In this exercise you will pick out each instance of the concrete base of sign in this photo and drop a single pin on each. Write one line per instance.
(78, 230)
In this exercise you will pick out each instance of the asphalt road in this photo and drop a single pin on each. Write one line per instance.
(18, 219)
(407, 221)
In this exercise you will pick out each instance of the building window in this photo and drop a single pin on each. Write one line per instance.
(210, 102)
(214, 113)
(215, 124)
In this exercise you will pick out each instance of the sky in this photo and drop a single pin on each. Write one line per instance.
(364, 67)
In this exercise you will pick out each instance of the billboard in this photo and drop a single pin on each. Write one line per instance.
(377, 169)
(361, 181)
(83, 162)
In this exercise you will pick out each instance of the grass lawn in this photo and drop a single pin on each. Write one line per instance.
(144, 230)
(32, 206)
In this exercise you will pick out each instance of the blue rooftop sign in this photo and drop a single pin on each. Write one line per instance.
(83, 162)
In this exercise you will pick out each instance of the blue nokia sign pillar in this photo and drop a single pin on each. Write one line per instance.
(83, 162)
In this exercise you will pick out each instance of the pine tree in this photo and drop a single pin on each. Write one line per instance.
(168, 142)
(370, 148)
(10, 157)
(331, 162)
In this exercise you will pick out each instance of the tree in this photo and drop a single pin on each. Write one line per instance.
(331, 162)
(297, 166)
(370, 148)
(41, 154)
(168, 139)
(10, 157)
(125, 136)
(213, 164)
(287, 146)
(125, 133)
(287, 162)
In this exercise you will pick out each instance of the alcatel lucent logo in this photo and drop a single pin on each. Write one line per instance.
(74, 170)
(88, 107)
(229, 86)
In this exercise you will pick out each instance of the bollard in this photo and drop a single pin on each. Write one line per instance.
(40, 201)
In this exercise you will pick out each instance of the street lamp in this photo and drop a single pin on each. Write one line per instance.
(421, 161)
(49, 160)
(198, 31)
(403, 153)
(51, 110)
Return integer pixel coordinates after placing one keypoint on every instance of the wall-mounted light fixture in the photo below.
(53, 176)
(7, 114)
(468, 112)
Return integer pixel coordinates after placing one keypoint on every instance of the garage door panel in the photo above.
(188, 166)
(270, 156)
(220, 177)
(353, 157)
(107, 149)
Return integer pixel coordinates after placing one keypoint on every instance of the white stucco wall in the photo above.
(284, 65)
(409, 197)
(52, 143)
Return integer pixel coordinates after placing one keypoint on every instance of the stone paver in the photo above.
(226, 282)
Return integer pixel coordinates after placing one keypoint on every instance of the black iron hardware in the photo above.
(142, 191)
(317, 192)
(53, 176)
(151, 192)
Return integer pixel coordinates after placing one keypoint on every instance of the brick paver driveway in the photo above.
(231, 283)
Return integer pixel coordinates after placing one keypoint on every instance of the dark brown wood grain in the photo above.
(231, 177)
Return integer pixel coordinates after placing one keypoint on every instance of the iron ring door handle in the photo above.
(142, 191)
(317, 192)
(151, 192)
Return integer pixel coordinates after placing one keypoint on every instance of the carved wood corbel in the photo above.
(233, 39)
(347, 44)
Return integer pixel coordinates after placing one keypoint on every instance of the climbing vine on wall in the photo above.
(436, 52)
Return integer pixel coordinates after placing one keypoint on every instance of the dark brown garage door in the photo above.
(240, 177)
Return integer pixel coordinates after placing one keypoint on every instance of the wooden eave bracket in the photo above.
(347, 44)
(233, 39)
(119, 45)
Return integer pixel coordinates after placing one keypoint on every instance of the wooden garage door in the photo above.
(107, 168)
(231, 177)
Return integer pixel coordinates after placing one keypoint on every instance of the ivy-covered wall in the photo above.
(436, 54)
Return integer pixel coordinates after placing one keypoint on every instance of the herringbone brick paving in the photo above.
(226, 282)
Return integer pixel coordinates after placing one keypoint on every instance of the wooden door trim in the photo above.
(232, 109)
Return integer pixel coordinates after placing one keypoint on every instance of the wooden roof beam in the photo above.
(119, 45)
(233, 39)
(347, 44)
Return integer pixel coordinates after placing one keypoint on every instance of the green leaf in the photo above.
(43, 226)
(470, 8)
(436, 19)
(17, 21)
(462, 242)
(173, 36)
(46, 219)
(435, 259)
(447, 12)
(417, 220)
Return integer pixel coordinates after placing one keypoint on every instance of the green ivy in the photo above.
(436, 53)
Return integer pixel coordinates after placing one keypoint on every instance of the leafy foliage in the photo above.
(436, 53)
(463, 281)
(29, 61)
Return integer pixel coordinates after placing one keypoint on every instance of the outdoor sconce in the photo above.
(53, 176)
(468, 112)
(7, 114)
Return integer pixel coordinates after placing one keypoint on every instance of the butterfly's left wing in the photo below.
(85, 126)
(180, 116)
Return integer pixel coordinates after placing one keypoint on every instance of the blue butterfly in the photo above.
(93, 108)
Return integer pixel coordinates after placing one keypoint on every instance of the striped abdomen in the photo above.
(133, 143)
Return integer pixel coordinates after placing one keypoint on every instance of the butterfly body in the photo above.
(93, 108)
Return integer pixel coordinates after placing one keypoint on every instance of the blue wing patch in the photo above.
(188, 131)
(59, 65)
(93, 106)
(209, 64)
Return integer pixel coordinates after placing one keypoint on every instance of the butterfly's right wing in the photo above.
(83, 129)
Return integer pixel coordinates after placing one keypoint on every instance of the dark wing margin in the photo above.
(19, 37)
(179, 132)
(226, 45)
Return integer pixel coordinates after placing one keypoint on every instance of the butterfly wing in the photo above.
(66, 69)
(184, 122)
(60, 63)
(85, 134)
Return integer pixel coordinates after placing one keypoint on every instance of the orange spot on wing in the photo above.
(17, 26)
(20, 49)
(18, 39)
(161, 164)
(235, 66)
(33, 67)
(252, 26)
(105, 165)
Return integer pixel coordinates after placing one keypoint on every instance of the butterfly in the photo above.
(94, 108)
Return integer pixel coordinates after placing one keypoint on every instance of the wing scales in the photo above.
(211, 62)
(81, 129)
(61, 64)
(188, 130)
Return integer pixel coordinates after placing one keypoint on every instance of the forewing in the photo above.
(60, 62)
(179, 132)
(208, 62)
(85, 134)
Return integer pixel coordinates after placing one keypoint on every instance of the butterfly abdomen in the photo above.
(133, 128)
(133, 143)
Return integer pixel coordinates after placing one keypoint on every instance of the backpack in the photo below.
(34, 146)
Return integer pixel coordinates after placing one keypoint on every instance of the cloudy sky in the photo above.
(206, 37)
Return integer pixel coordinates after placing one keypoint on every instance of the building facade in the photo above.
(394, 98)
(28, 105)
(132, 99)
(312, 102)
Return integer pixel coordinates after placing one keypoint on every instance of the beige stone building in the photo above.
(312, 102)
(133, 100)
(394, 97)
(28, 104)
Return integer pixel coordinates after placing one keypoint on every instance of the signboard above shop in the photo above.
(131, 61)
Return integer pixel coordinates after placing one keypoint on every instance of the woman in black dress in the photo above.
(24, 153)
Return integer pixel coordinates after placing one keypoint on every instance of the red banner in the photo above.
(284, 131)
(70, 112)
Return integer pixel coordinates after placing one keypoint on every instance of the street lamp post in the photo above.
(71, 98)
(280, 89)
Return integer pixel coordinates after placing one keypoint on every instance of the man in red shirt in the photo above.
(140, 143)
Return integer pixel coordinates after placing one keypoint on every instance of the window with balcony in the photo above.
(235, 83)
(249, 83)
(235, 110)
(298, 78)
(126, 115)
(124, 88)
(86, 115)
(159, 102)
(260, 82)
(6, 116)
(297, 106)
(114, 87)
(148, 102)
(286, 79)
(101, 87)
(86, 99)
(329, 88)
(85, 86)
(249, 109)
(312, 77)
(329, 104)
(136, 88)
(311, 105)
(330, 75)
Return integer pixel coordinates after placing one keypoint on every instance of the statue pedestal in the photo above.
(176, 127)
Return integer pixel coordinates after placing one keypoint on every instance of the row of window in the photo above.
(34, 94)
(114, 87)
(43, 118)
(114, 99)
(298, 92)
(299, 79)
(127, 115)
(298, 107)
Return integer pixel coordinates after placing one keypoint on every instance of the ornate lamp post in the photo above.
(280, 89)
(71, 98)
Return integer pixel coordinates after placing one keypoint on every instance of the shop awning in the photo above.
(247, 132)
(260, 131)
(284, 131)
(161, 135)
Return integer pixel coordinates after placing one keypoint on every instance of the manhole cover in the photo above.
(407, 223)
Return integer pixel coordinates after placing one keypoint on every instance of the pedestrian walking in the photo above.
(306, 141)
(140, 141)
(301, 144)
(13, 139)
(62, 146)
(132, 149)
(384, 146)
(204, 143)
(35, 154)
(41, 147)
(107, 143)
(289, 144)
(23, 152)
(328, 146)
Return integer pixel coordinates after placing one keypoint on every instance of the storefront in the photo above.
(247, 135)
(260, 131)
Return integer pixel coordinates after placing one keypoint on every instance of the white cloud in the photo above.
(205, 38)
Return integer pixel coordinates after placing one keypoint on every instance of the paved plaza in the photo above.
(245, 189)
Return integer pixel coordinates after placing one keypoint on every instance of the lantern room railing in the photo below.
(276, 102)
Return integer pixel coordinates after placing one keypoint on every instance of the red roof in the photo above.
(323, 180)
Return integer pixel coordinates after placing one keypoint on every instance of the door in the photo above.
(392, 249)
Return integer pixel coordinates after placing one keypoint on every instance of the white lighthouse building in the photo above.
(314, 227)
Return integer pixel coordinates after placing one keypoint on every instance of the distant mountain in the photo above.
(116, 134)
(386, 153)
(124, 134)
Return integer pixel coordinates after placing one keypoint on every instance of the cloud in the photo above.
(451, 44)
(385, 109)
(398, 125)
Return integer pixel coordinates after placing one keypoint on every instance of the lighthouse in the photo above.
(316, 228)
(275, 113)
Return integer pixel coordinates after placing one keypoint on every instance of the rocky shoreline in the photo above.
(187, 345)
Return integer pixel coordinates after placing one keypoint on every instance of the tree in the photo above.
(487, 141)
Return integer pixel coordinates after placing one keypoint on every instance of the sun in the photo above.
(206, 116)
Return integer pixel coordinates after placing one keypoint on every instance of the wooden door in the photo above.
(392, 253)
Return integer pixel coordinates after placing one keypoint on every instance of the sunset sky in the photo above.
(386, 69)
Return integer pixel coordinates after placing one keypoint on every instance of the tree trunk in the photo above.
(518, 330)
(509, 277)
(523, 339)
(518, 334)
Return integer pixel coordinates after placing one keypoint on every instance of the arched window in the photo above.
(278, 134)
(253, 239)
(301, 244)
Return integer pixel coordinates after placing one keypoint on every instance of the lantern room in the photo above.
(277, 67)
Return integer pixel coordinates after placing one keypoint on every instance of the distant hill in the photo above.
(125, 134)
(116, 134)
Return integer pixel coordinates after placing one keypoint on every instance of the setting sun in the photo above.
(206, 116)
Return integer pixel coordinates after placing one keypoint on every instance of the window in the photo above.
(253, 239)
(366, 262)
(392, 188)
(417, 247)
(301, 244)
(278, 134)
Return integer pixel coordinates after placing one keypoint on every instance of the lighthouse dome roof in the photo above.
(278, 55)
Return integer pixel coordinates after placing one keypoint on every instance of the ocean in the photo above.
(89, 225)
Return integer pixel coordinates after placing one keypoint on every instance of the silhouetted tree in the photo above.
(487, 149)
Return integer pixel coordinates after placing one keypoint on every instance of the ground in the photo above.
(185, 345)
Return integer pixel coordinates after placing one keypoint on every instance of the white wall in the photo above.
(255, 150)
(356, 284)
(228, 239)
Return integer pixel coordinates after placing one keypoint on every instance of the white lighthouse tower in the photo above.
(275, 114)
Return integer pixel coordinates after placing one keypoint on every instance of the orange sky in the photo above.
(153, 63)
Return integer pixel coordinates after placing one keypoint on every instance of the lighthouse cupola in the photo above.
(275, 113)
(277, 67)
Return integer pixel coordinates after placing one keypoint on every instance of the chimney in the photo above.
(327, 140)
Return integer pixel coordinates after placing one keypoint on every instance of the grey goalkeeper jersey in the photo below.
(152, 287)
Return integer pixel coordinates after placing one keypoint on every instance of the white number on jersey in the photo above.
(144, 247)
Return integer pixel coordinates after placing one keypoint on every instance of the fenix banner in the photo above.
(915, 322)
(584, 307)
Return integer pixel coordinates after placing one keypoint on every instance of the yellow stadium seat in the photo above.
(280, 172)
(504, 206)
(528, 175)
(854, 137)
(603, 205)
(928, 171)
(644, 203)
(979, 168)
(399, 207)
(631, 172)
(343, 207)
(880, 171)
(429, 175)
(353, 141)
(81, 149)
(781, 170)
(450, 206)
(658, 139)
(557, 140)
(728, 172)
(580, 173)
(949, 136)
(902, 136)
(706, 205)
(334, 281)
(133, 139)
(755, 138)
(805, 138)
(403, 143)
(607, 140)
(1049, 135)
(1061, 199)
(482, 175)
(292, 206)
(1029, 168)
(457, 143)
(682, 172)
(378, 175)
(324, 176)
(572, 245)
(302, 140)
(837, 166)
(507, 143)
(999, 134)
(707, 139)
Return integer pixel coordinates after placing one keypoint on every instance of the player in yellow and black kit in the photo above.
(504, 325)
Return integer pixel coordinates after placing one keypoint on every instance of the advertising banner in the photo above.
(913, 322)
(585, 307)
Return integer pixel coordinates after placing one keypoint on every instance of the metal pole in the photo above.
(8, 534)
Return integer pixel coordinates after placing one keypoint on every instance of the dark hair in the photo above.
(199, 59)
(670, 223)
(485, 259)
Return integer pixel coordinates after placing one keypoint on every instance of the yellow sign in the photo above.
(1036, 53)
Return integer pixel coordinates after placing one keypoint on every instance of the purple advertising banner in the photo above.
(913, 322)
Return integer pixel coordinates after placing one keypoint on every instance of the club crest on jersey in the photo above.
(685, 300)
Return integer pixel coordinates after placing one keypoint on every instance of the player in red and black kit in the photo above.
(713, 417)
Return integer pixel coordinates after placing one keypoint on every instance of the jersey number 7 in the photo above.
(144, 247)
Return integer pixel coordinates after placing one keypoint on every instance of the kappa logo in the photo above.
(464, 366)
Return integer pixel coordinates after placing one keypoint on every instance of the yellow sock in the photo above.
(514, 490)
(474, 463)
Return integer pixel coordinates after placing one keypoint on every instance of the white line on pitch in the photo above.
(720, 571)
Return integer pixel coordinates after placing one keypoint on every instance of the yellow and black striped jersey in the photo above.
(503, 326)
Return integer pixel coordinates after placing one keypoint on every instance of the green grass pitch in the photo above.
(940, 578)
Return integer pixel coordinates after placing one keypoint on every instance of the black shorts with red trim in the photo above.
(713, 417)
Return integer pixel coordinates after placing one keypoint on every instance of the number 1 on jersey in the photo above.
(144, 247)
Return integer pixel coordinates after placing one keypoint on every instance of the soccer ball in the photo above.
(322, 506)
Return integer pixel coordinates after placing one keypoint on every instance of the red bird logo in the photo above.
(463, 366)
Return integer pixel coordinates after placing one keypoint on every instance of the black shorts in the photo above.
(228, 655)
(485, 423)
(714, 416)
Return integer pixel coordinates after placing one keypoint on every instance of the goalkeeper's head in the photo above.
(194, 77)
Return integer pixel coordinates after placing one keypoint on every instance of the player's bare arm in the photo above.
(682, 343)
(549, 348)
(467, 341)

***

**PROBLEM REQUIREMENTS:**
Begin with the line that contains "red trim in the photo above." and end with the last line of the data. Repeat those two lines and all between them exactly.

**OUTPUT OF THE TASK:**
Return integer pixel coordinates after placing one keypoint on every instance of the black shorts with red trim in the photo above.
(713, 417)
Return integer pixel coordinates after placing one keypoint on every instance of the number 1 on jersey in the photo above.
(144, 247)
Return integer pixel coordinates after placing one keypoint on every instance of the soccer ball in the photo above.
(322, 506)
Return integer pixel coordinates after placing one keypoint on every instance of the red bird logo in the photo above.
(463, 366)
Return integer pixel coordinates after placing one keypoint on every instance of the black shorts in the photo above.
(228, 655)
(485, 423)
(714, 416)
Return integer pixel coordinates after placing one keypoint on every instance of the goalkeeper's head in the photo above.
(194, 77)
Return integer pixel coordinates after placing one keypoint on every instance of the player's bare arm in the photo above.
(682, 343)
(549, 348)
(467, 341)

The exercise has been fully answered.